## Task description
Please find every line in the records below that contains the word "instance", and copy it.

## Data shown
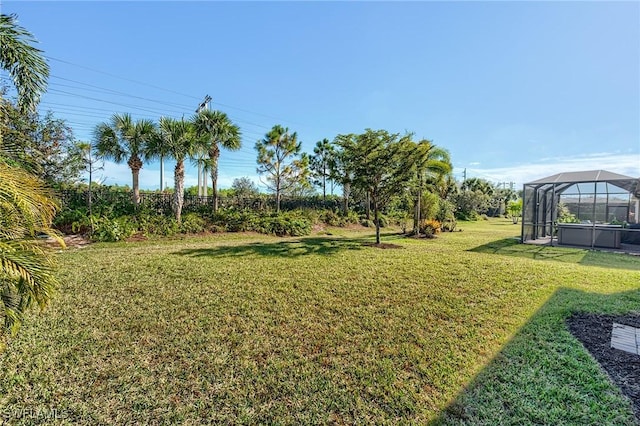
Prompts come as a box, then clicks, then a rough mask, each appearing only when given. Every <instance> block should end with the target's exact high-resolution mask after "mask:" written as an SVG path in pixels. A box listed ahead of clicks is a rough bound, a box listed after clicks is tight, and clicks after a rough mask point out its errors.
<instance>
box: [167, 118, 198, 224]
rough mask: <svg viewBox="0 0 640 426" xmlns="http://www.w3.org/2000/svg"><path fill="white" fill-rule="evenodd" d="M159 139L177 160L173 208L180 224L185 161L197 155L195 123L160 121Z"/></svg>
mask: <svg viewBox="0 0 640 426" xmlns="http://www.w3.org/2000/svg"><path fill="white" fill-rule="evenodd" d="M158 138H159V141H160V142H161V143H162V144H163V145H164V146H165V147H166V149H167V152H168V153H169V155H170V156H171V157H172V158H173V159H174V160H176V166H175V169H174V171H173V178H174V189H175V191H174V193H173V202H172V203H171V207H172V209H173V213H174V215H175V217H176V220H177V221H178V223H180V222H181V220H182V205H183V203H184V161H185V160H186V159H187V158H188V157H190V156H192V155H193V154H194V153H195V151H196V149H197V147H198V142H199V140H198V139H197V137H196V132H195V129H194V126H193V123H191V122H188V121H184V120H175V119H173V118H167V117H162V118H161V119H160V126H159V129H158Z"/></svg>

## Reply
Prompts come as a box, then clicks, then a rough mask, each appearing only when given. Every <instance> block should end with the target's exact high-resolution mask after "mask:" written as an SVG path in pixels. A box listed ahead of clicks is a rough bound, a box listed after clicks is tight, and clicks after a rough mask point out its errors.
<instance>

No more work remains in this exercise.